**SELECTED PASSAGE**
— begin —

Avoid circular dependencies with transient and skipSelf as it will end up with Maximum call stack size exceeded Error. (Yet there is no self explaining error)

Required

By default not provided dependencies will re resolved as undefined, but constructor arguments may be marked as required to throw an error if dependency is not provided.

Ensure to provide all required dependencies to avoid runtime errors. By default, if a dependency is not provided, it will be resolved as undefined. However, you can mark constructor arguments as @Required, which will throw an error if a required dependency is not provided. This helps in early detection of missing dependencies during development.

@Injectable()

— end —

**SHORT PROBLEM A**
Reproduce the dependency injection excerpt word for word from "Avoid circular dependencies" to "dependencies during development.".
**SHORT PROBLEM B**
According to the dependency injection excerpt, how is a dependency resolved by default if it is not provided?
Answer using only the dependency injection excerpt.

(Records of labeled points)

— begin —

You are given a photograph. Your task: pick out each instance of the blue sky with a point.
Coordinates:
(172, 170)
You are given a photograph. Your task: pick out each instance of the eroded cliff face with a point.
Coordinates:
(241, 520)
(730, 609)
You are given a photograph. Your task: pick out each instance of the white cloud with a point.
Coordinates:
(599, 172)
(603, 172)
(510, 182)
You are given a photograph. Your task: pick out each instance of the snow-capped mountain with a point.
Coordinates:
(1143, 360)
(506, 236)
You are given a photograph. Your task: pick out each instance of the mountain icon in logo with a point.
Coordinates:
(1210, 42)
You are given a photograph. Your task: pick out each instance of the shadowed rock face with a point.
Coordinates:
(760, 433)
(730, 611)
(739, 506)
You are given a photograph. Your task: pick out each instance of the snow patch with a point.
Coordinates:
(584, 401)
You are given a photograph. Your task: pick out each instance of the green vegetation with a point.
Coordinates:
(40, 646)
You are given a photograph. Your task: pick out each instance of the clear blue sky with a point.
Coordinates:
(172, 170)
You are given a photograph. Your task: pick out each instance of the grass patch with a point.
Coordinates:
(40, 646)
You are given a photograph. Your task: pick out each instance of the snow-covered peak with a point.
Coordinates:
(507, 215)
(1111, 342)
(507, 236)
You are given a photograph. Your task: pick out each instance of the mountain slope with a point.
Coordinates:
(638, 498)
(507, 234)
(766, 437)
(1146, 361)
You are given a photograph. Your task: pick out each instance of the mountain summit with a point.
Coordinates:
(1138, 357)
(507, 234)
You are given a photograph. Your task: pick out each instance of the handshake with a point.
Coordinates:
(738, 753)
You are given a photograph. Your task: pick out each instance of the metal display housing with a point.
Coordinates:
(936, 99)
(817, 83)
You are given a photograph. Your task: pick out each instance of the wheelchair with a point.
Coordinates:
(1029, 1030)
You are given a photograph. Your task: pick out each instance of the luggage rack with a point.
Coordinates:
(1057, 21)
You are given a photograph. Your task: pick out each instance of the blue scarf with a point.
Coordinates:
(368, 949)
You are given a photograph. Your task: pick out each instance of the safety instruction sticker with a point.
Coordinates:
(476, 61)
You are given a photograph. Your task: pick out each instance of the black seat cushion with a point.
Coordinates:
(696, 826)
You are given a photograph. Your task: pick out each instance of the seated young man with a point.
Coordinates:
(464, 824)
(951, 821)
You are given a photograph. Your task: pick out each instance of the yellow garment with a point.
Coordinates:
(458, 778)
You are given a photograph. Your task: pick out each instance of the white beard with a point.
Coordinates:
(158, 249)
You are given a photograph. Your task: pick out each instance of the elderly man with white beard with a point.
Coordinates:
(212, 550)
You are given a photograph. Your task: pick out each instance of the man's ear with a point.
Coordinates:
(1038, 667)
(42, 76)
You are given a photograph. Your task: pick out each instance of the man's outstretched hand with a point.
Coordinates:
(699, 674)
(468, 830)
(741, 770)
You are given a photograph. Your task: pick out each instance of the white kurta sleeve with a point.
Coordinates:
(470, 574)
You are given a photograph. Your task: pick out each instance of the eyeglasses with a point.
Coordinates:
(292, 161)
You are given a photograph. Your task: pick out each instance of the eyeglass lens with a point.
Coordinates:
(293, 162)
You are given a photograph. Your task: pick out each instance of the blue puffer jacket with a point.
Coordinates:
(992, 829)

— end —

**EXERCISE OUTPUT A**
Avoid circular dependencies with transient and skipSelf as it will end up with Maximum call stack size exceeded Error. (Yet there is no self explaining error)

Required

By default not provided dependencies will re resolved as undefined, but constructor arguments may be marked as required to throw an error if dependency is not provided.

Ensure to provide all required dependencies to avoid runtime errors. By default, if a dependency is not provided, it will be resolved as undefined. However, you can mark constructor arguments as @Required, which will throw an error if a required dependency is not provided. This helps in early detection of missing dependencies during development.

**EXERCISE OUTPUT B**
It is resolved as undefined.